-- Directive 1 --
In the listing, update the span that begins at the line containing "Target: sea salt flake on breadstick" and runs through the final line of the listing. Replace "rolling pin" with "dough roller", leave everything else unchanged, and return only those lines.

-- Text block --
Former Air Force brigadier general Amir Haskel, a veteran activist whose brief arrest in late June sparked the current protest wave, said that the restrictions on demonstrations were about politics, not public health.
“I think that the prime minister’s decision yesterday is a flagrant conflict of interest. He simply cannot place restrictions on protests against him,” Haskel told The Times of Israel. “The decision is based solely on his desire to silence us.”
Haskel said that the organizers were planning on petitioning the High Court of Justice to overturn the restrictions. In the meantime, he said, demonstrations would continue across the country in accordance with the restrictions.
“I stood for four years at intersections by myself, or with small groups, and protested. If necessary, we can return to the intersections,” Haskel said. “Maybe he will manage to [silence] us for a week, or two weeks. But this is Netanyahu’s swan song.”
Yuval Carminovich, a lawyer from Tel Aviv, regularly attends the protests in Jerusalem. He told The Times of Israel that he intended to follow the new restrictions — even though he considered them “scandalous.”
“I intend to abide by the law. If they say it’s illegal for me to demonstrate here, then I won’t. But this is a slippery slope which doesn’t have a clear end,” Carminovich said.
Just outside the demonstration, video showed Channel 12 news correspondent Moshe Nussbaum and cameraman Hanan Shroitman heckled aggressively by a small group of protesters shouting right-wing and pro-Netanyahu slogans at them. The hecklers, some of whom got nose to nose with Nussbaum, called him “disgusting,” “a stinking journalist,” and a “leftist traitor,” among other insults.
The two eventually managed to leave the area after a police officer got between them and the hecklers. According to the channel, one heckler was detained.

-- The records --
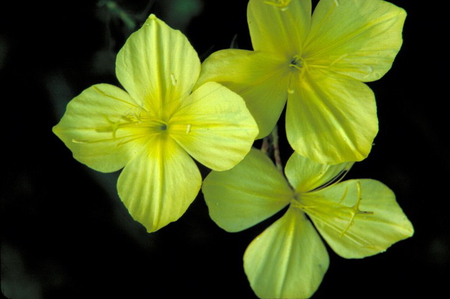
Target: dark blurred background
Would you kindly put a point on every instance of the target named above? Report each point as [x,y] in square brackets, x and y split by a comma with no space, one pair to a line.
[64,232]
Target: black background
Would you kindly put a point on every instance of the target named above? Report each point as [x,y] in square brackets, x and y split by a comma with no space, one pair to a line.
[64,233]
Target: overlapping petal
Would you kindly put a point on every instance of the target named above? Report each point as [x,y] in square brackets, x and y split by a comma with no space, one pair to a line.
[305,175]
[160,183]
[261,78]
[331,119]
[158,67]
[279,28]
[357,218]
[92,128]
[214,126]
[288,260]
[247,194]
[355,38]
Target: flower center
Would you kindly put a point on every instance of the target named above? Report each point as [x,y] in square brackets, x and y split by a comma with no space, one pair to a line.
[297,62]
[330,211]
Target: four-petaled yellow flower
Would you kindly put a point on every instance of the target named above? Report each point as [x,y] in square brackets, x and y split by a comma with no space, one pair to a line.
[317,63]
[153,126]
[357,218]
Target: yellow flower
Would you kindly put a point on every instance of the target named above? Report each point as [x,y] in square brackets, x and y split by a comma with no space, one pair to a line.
[318,65]
[153,126]
[357,218]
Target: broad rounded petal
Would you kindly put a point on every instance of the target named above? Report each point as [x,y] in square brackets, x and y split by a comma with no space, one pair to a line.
[247,194]
[306,175]
[92,128]
[157,66]
[331,119]
[214,126]
[288,260]
[355,38]
[159,184]
[262,79]
[279,26]
[357,218]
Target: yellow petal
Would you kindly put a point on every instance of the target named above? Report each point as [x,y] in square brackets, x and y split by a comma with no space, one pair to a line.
[247,194]
[159,184]
[288,260]
[279,26]
[92,128]
[355,38]
[305,175]
[357,218]
[158,66]
[262,79]
[214,126]
[331,119]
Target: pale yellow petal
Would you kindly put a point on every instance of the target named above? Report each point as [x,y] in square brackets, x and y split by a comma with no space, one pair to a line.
[94,128]
[331,119]
[279,26]
[357,218]
[355,38]
[247,194]
[262,79]
[214,126]
[159,184]
[288,260]
[158,67]
[305,175]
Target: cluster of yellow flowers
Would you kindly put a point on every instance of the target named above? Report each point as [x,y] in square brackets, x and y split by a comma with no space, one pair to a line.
[172,109]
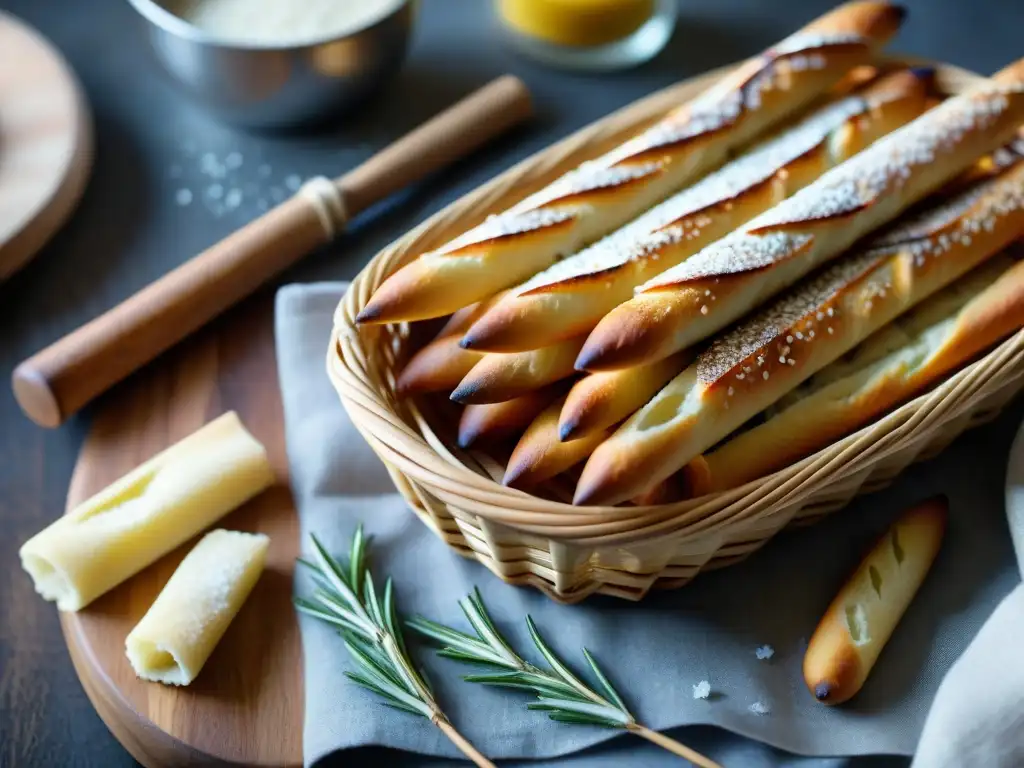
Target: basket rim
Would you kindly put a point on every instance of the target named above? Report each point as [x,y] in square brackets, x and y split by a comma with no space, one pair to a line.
[410,445]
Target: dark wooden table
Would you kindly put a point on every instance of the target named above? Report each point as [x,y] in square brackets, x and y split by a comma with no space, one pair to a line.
[132,227]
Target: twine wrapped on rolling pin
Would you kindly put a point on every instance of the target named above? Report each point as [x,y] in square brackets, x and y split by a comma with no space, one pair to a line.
[56,382]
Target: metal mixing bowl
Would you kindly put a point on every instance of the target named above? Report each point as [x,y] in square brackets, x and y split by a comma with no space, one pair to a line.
[279,86]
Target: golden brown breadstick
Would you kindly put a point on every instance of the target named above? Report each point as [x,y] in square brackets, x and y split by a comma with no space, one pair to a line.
[442,364]
[438,367]
[499,377]
[761,359]
[602,399]
[902,359]
[861,619]
[605,193]
[569,297]
[491,422]
[707,292]
[540,455]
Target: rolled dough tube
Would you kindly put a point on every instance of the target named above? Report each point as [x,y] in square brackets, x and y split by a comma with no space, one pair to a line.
[175,637]
[145,514]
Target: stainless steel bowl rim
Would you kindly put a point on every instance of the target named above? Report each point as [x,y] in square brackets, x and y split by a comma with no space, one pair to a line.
[161,16]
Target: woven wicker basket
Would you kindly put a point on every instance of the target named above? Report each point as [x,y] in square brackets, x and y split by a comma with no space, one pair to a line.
[570,552]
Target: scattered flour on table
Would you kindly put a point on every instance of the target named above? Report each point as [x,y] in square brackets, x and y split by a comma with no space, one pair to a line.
[764,652]
[223,184]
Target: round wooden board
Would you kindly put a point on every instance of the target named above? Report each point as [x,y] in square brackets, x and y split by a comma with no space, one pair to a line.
[246,706]
[45,142]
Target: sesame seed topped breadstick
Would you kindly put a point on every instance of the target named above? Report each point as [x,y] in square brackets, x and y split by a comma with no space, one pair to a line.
[691,301]
[603,194]
[745,370]
[570,297]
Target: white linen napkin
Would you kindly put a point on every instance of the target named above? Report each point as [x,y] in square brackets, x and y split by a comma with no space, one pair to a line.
[657,649]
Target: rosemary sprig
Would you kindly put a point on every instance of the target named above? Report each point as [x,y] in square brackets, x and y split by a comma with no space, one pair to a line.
[559,691]
[368,623]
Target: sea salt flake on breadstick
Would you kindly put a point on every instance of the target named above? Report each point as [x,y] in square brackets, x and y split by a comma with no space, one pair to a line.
[174,639]
[145,514]
[867,608]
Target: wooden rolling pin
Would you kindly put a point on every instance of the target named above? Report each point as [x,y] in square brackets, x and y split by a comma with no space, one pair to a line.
[64,377]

-- Directive 2 --
Copy the entire article on the Israeli protest restrictions verbatim.

-- Exercise output 1 --
Target: sea salt flake on breadstick
Would you kindly put a point on every instance of the target named above? Report each point as [x,y] in square brackets, x and y split by a comma with no space, one pair to a line.
[174,639]
[145,514]
[867,608]
Target: wooden dough roller
Would you kindly put a point on every instance of the target named above? Report each point as [x,y] in square brackets, x and y split by a comma with no space, one pair to a line.
[64,377]

-- Exercise output 2 --
Former Air Force brigadier general Amir Haskel, a veteran activist whose brief arrest in late June sparked the current protest wave, said that the restrictions on demonstrations were about politics, not public health.
“I think that the prime minister’s decision yesterday is a flagrant conflict of interest. He simply cannot place restrictions on protests against him,” Haskel told The Times of Israel. “The decision is based solely on his desire to silence us.”
Haskel said that the organizers were planning on petitioning the High Court of Justice to overturn the restrictions. In the meantime, he said, demonstrations would continue across the country in accordance with the restrictions.
“I stood for four years at intersections by myself, or with small groups, and protested. If necessary, we can return to the intersections,” Haskel said. “Maybe he will manage to [silence] us for a week, or two weeks. But this is Netanyahu’s swan song.”
Yuval Carminovich, a lawyer from Tel Aviv, regularly attends the protests in Jerusalem. He told The Times of Israel that he intended to follow the new restrictions — even though he considered them “scandalous.”
“I intend to abide by the law. If they say it’s illegal for me to demonstrate here, then I won’t. But this is a slippery slope which doesn’t have a clear end,” Carminovich said.
Just outside the demonstration, video showed Channel 12 news correspondent Moshe Nussbaum and cameraman Hanan Shroitman heckled aggressively by a small group of protesters shouting right-wing and pro-Netanyahu slogans at them. The hecklers, some of whom got nose to nose with Nussbaum, called him “disgusting,” “a stinking journalist,” and a “leftist traitor,” among other insults.
The two eventually managed to leave the area after a police officer got between them and the hecklers. According to the channel, one heckler was detained.